[START]

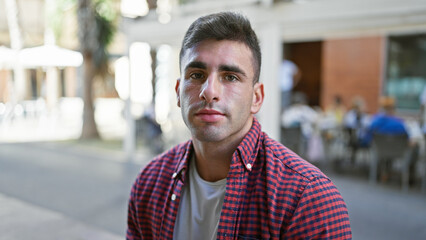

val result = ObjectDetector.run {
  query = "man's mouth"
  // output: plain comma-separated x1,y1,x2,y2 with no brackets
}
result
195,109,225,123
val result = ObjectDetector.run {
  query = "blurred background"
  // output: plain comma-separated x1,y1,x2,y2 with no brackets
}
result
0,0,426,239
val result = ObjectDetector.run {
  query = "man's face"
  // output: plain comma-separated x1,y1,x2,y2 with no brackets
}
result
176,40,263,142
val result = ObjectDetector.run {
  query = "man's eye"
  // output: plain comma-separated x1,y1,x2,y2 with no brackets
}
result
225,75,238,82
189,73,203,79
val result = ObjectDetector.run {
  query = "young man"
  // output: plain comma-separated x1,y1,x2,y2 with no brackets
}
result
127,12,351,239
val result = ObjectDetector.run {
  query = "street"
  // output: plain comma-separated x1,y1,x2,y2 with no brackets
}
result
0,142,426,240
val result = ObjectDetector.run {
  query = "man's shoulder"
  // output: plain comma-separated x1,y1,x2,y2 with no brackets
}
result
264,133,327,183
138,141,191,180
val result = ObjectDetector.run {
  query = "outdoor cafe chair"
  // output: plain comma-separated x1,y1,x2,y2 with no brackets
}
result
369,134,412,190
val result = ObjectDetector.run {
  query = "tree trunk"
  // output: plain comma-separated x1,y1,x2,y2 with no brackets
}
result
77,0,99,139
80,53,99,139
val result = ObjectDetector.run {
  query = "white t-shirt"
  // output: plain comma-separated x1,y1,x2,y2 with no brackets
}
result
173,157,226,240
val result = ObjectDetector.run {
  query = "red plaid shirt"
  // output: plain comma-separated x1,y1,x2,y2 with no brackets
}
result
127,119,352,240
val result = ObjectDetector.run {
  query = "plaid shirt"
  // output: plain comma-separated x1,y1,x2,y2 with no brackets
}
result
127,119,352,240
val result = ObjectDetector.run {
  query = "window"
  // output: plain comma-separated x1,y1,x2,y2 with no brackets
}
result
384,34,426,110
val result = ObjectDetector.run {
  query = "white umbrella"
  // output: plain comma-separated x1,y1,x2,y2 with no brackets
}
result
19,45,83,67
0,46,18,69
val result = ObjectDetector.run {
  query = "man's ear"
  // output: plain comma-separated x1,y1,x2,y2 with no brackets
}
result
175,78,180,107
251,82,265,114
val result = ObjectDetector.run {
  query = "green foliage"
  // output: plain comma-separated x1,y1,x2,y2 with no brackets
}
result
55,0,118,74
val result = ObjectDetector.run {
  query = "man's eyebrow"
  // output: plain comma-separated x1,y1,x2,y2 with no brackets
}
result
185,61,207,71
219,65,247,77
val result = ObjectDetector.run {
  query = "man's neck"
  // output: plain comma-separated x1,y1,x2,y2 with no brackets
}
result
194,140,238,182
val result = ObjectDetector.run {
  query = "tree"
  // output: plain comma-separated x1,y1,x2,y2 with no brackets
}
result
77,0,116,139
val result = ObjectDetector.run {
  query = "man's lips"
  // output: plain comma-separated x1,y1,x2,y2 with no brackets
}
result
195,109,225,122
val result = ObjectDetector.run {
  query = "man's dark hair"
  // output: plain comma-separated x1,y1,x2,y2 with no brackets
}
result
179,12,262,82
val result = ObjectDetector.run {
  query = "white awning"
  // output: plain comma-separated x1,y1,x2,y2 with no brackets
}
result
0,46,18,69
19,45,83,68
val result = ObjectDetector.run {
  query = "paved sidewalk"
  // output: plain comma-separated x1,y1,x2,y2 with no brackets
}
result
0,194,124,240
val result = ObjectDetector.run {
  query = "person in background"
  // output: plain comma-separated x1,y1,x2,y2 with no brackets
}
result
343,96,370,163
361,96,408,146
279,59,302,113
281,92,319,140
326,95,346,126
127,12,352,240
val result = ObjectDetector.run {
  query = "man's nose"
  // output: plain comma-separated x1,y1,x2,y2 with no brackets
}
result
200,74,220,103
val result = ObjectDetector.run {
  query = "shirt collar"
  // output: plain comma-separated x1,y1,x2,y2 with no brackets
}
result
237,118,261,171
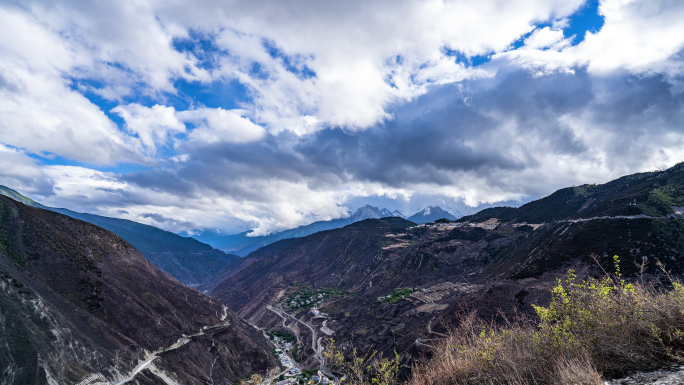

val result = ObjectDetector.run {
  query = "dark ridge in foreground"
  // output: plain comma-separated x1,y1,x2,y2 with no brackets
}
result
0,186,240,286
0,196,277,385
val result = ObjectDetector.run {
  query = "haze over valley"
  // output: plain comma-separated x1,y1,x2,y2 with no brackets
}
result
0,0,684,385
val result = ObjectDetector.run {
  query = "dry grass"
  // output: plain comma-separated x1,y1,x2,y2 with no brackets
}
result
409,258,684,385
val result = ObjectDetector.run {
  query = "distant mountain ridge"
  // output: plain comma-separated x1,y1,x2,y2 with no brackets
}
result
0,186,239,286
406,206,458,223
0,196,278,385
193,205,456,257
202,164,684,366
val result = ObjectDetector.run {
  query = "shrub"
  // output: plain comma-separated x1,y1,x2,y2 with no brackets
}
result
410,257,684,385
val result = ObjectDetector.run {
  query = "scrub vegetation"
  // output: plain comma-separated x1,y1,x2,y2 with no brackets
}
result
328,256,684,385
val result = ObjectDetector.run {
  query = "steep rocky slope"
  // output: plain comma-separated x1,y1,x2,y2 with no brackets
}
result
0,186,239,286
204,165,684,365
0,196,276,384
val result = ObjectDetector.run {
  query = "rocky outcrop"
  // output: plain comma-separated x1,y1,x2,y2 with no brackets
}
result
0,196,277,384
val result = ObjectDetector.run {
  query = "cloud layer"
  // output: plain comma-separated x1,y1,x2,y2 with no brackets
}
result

[END]

• _Directions for this task_: List every line in the items above that contains the string "rocky". Case counts.

• _Task answer_:
  query = "steep rocky slope"
  query = "rocky outcrop"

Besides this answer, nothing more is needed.